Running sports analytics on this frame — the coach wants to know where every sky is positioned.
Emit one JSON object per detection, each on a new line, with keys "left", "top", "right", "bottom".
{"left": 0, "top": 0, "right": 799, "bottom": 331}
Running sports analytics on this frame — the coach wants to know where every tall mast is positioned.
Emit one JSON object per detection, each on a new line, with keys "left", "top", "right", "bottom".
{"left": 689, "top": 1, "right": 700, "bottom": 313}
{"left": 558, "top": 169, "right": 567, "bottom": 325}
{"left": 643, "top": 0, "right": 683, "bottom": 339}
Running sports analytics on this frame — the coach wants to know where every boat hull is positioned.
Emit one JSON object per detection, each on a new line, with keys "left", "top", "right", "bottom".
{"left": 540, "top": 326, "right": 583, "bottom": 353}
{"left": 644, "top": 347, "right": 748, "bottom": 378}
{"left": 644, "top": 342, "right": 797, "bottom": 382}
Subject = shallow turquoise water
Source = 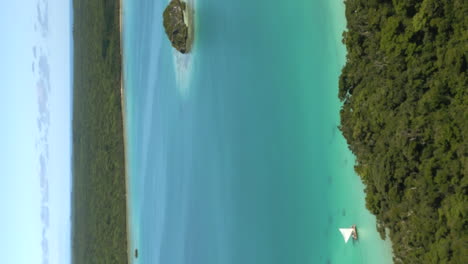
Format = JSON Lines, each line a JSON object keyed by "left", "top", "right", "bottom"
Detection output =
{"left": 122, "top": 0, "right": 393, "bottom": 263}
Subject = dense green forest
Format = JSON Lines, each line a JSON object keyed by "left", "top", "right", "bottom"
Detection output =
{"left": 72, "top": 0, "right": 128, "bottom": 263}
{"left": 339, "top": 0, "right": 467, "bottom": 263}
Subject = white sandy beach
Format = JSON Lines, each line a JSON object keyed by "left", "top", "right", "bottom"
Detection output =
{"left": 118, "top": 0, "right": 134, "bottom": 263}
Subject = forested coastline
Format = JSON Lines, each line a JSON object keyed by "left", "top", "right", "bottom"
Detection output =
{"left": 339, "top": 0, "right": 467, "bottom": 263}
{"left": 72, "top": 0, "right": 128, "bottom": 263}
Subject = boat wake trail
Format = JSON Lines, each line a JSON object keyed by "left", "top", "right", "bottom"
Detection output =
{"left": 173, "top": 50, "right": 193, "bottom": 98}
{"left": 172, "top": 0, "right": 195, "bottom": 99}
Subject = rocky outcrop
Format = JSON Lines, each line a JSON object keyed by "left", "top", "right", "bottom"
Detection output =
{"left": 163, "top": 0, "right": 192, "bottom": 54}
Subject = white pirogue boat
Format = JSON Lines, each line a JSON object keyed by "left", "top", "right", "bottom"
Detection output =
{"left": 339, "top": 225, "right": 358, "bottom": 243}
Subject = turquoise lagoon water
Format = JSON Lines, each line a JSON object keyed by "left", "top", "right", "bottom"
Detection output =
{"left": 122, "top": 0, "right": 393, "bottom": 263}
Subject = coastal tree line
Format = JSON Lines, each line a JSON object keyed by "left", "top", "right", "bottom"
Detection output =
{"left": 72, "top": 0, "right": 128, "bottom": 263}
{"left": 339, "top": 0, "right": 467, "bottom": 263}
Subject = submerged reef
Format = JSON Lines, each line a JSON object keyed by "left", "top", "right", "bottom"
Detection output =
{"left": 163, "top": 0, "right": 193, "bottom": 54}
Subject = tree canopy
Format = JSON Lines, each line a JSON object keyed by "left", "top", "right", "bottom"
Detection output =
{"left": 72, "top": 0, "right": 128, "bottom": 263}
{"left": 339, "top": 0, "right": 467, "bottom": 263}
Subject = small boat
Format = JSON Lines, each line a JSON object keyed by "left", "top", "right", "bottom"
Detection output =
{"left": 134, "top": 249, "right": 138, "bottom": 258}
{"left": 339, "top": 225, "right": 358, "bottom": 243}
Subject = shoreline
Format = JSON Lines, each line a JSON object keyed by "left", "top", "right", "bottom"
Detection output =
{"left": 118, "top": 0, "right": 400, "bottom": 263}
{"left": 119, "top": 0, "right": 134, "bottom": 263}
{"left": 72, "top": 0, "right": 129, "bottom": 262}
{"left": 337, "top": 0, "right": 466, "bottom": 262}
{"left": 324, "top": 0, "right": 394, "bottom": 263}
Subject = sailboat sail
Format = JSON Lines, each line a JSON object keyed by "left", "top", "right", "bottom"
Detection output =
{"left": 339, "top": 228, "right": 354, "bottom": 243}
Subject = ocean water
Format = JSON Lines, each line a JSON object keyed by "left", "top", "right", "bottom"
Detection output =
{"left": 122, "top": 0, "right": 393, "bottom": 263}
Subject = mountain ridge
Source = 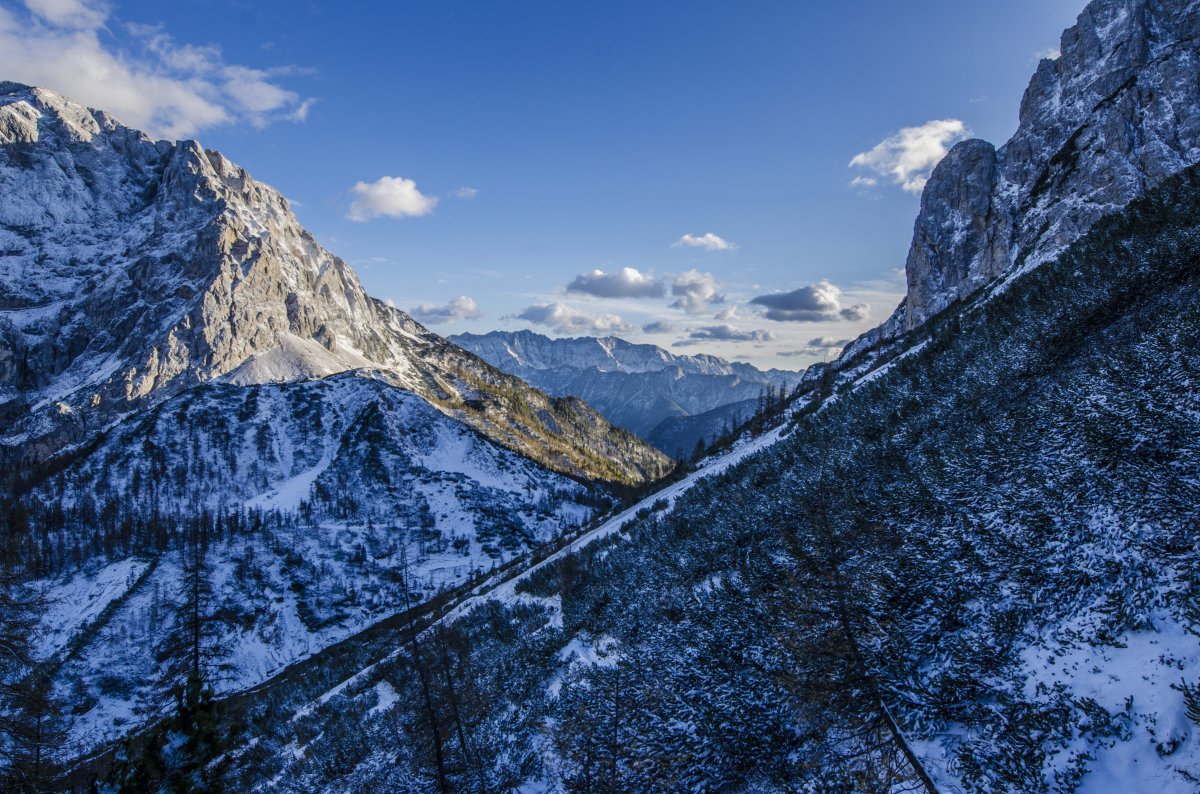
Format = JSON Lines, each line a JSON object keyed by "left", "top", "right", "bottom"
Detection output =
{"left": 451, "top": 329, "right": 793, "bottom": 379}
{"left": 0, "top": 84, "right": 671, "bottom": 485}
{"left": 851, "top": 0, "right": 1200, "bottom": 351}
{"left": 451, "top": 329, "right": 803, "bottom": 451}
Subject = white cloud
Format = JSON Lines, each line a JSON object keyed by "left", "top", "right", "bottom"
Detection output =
• • • •
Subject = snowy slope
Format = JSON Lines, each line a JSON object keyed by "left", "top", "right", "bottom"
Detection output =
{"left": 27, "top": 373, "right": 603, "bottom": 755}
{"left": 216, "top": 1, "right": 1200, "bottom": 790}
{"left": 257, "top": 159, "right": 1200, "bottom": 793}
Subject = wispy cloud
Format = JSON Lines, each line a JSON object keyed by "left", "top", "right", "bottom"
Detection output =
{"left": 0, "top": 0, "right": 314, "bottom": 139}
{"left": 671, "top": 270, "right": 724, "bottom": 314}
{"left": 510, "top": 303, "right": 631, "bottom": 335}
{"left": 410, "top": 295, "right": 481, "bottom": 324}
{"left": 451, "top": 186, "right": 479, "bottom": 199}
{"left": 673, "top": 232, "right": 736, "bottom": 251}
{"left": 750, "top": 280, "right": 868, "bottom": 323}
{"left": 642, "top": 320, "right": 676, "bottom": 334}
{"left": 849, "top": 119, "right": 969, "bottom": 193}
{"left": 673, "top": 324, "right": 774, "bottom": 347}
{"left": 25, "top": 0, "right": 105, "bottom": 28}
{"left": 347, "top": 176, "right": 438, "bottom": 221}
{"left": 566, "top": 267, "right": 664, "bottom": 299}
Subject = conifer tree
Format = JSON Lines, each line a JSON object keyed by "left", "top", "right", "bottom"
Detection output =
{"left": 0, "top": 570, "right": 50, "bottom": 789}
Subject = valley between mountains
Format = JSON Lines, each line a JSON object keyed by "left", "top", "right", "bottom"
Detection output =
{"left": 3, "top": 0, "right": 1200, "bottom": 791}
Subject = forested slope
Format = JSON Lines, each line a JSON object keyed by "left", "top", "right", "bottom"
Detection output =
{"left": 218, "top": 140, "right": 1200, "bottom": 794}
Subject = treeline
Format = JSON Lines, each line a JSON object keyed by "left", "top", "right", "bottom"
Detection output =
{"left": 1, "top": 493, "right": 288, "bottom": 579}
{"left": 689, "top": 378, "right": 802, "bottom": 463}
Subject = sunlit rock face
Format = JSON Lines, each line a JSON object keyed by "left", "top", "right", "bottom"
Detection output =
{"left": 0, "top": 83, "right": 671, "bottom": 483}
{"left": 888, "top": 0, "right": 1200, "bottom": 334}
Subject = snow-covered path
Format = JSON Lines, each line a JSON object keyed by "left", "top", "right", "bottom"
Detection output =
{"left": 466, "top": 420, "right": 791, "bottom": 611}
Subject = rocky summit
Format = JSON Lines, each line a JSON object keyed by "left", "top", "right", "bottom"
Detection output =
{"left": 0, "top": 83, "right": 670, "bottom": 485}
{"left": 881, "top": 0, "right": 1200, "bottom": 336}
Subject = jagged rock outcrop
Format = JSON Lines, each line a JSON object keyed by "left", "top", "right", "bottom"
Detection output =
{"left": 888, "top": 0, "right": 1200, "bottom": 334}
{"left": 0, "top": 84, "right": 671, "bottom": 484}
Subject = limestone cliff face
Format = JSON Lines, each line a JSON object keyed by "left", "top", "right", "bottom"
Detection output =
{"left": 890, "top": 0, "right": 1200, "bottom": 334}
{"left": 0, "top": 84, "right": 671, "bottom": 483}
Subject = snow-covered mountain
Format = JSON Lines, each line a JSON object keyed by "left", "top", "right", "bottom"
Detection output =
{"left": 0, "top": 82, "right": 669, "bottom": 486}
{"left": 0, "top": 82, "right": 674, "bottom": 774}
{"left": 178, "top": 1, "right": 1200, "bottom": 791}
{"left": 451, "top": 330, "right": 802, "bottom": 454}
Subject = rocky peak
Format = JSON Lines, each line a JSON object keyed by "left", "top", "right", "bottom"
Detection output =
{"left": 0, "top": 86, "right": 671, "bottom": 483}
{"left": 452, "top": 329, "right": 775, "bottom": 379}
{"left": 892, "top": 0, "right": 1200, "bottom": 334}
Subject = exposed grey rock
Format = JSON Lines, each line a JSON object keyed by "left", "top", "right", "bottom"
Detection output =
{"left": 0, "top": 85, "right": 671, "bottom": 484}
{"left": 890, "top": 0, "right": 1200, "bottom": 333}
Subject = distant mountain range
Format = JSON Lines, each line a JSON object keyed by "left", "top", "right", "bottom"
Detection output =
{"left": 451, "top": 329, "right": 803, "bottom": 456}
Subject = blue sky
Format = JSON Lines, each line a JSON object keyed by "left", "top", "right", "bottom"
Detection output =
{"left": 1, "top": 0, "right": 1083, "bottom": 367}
• • • •
## The problem
Copy the lines that hold the word "this". Take them from the records above.

## Written response
Running sports analytics on this frame — the coach wants to know where every sky is positioned.
Running sports analytics on this frame — the coach wants to know where every tall mast is positioned.
Running sports analytics on this frame — the coach wants to know where every boat hull is positioned.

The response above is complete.